[Coordinate annotation records]
══════════════════════════════
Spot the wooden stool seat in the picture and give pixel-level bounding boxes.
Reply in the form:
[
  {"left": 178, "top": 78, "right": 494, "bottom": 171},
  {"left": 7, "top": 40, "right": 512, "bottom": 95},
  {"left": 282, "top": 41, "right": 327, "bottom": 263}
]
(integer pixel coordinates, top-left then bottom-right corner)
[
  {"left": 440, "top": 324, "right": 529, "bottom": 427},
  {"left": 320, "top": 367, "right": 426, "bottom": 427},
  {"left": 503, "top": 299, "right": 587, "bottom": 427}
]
══════════════════════════════
[YOUR GOAL]
Rewrite all the records above, changing "wooden stool seat" to "wooden bench seat" and leaving every other word and number as it is.

[OUTPUT FOR THIS EXERCISE]
Spot the wooden bench seat in the picture and give pixel-level bounding boxes.
Reply in the form:
[
  {"left": 178, "top": 78, "right": 494, "bottom": 171},
  {"left": 7, "top": 40, "right": 512, "bottom": 95},
  {"left": 282, "top": 41, "right": 327, "bottom": 263}
]
(integer pixel coordinates, top-left then bottom-right corner)
[
  {"left": 440, "top": 324, "right": 529, "bottom": 427},
  {"left": 320, "top": 367, "right": 426, "bottom": 427},
  {"left": 503, "top": 299, "right": 587, "bottom": 427}
]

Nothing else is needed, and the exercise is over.